Selected extract:
■ ■ ■ ■ ■ ■ ■
Mailbag: Would Slams benefit from 64 seeds rather than 32?
Hit for Haiti was bigger because it was an original, not because of the cause itself
Yaroslava Shvedova's knee injury is why she's not playing doubles with Vania King
Nadal and Federer's H2H is organic to their places in history, not separate from it
Fans and Fanatics
Australian Open Faces
Top Tennis Tweeters
While envisioning Dinara Safina, Donald Young, Ernests Gulbis and Ana Ivanovic in the same corner of the Melbourne watering hole last night, complaining about their rough days at the office ...
I remember that you and your fellow lefties in the media were really hyping up the Haiti disaster last year. However, not a word from you on the Australian floods. Incidentally, Fed and Nadal did raise some dough for the Queensland floods. Reverse racial bias in play?
--James Kelly, San Jose, Calif.
Lefty? I can't even hold a fork with my left hand. I would definitely agree that the Queensland "Rally for Relief" didn't generate nearly as much attention as the original "Hit for Haiti" did a year ago. But the operative word is "original." It stands to reason that the first benefit -- an unprecedented show of conscience and solidarity among the players -- would be a bigger deal than the third. (You'll note the second was the Agassi-Sampras debacle.) Also, I reject your "reverse racism" theory. But I do think there might have been more significance regarding players teaming up to benefit a faraway Caribbean island (where most will never set foot) versus teaming up to benefit the host nation. But really, this is quibbling; both events were great, still more proof that the sport has a soul. And let the record reflect: Rally for Relief raised nearly $2 million.
■ ■ ■ ■ ■ ■ ■
(Pointing dataset excerpts)
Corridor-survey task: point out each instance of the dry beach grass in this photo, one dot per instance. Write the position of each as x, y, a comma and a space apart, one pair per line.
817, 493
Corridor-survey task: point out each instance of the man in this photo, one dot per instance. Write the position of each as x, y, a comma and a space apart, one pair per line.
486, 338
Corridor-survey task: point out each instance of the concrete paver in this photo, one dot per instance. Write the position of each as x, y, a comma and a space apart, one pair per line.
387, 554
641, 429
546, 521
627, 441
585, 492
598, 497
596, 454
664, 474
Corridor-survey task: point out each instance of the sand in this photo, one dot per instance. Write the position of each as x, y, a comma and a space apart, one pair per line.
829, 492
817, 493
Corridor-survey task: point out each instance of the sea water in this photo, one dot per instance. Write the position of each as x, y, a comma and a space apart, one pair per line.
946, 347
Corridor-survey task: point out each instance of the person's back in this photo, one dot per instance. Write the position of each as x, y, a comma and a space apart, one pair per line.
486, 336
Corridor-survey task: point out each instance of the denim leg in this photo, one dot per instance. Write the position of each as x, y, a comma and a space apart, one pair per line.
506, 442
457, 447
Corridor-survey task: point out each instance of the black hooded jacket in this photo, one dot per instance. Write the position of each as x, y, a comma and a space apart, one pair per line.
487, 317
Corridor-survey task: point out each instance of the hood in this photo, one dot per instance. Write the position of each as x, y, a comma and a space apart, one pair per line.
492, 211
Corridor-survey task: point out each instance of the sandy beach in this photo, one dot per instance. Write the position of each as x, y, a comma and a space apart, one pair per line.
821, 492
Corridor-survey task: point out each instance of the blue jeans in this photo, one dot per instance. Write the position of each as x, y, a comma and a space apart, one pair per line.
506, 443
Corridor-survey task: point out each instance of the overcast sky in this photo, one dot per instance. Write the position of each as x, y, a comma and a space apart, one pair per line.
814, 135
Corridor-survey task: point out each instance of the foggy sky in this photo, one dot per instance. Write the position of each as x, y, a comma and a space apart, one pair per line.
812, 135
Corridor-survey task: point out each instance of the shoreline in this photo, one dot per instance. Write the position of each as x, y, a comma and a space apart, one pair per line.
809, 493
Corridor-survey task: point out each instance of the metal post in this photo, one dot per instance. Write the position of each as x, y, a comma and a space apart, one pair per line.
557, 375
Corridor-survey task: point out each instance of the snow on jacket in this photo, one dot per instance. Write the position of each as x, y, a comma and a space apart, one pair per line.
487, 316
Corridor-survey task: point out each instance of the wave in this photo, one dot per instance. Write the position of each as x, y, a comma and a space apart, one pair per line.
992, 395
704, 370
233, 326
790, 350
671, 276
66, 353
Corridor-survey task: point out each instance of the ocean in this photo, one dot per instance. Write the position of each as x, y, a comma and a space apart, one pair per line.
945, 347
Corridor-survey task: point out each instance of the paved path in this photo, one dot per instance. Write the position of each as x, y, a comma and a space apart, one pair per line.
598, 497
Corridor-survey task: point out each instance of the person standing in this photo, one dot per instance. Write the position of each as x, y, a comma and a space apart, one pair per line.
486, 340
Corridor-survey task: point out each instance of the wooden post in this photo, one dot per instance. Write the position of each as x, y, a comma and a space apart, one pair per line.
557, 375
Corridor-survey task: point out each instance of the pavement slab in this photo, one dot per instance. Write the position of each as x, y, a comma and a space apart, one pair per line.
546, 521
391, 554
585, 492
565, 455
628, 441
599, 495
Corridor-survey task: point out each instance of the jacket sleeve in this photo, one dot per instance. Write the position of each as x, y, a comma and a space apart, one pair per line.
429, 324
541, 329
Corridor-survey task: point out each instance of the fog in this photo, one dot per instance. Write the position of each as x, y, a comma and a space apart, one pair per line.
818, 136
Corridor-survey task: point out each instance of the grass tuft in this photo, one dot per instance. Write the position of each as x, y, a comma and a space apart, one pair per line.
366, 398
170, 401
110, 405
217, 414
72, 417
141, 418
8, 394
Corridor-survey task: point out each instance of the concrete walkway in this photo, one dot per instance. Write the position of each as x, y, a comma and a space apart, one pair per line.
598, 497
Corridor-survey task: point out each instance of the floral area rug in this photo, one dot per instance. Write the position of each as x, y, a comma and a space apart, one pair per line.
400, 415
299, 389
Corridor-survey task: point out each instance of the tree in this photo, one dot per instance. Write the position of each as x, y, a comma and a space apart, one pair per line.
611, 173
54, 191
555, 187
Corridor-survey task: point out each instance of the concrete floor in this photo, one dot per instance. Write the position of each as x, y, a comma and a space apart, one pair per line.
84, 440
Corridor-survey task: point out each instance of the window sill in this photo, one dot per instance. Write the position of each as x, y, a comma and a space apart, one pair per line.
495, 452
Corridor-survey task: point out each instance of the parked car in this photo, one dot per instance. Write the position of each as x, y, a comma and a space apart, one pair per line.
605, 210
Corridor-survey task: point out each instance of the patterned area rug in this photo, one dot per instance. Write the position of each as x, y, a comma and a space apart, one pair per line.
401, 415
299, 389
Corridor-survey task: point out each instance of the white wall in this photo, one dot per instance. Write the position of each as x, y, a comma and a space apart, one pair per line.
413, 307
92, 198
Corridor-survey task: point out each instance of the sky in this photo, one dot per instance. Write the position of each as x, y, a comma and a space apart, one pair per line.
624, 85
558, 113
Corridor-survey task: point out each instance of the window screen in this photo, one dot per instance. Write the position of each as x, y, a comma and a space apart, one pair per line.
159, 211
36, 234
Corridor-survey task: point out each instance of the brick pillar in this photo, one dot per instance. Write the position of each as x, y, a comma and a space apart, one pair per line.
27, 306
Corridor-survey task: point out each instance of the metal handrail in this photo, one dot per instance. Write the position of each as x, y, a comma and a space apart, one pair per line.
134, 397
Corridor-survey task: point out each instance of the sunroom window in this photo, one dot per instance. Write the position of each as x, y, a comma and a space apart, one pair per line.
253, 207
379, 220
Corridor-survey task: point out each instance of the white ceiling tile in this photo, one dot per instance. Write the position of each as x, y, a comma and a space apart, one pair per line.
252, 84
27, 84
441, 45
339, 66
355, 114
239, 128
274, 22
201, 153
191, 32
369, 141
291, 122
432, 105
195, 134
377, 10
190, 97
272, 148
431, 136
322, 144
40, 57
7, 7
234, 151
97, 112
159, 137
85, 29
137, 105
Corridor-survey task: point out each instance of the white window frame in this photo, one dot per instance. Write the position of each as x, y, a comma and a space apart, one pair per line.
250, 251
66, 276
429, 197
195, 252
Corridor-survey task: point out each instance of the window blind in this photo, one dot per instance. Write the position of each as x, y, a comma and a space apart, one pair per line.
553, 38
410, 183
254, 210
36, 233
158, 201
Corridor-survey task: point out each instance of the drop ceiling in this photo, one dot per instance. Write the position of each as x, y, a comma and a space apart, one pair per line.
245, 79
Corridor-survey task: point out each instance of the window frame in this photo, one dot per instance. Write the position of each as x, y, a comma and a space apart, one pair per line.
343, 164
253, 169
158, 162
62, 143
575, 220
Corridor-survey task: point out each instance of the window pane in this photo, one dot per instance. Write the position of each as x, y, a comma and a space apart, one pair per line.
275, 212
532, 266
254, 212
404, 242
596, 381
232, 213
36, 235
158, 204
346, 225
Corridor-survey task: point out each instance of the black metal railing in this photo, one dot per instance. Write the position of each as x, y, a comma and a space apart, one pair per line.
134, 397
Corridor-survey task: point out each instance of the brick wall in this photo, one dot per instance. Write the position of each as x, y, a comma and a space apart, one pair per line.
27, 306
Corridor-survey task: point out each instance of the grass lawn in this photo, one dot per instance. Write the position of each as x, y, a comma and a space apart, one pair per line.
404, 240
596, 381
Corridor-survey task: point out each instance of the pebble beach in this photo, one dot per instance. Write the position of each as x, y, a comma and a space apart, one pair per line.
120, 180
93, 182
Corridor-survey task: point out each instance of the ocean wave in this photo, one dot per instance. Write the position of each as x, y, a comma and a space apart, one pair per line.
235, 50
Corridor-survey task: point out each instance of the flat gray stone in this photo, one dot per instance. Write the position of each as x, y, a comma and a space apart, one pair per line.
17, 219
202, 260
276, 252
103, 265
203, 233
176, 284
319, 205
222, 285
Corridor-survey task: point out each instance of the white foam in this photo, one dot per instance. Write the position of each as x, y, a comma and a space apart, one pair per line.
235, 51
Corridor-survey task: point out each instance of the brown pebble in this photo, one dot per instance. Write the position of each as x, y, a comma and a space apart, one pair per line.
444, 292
■ ■ ■ ■ ■ ■ ■
What to work on:
#1 Turn the tennis mailbag paragraph that begins "Lefty? I can't even hold a fork" into a short list that keeps its main facts.
#2 Carry on the tennis mailbag past its final sentence.

Responses to the exercise:
#1
- The writer can't even hold a fork left-handed.
- The Queensland "Rally for Relief" drew far less attention than the original "Hit for Haiti" a year earlier.
- The key word is "original": the first benefit, an unprecedented show of conscience and solidarity among players, was naturally bigger than the third (the second was the Agassi-Sampras debacle).
- The "reverse racism" theory is rejected. Players teaming up for a faraway Caribbean island may have carried more significance than helping the host nation.
- Both events were great and show the sport has a soul. Rally for Relief raised nearly $2 million.

#2
I haven't paid attention since the U.S. Open, so I was wondering what happened to Yaroslava Shvedova and why she's not playing with Vania King at the Australian this year. I've really enjoyed watching them play together -- they seem to have so much fun together (and win!) -- and now I'm disappointed.
--Braxton Thomason, Austin, Texas
Full disclosure: I didn't realize this until a reader pointed it. But Shvedova is out with a knee injury -- one she's allegedly been phototweeting.
Sixty-four seeds would solve 54 vs. 21. And Davydenko's surprising loss to Florian Mayer.
--Brian Highland, San Diego
Sam Querrey's inability to close out his match notwithstanding, Davydenko's defeat might be the most surprising result so far. That said, I hate 64 seeds. I don't want Federer-Nadal in round one. But if 21 has to play 54 (instead of 107) so be it ...
Excellent point about the break-up of the Indian Express stunting the growth of tennis in India. I was in India 10 years ago and among athletes/celebs these guys were huge and second only to Sachin Tendulkar.
--Jeevan Mangat, Los Angeles
On the plus side, nice to see Sania Mirza play well against Justine Henin, suggesting her career is back on the upswing.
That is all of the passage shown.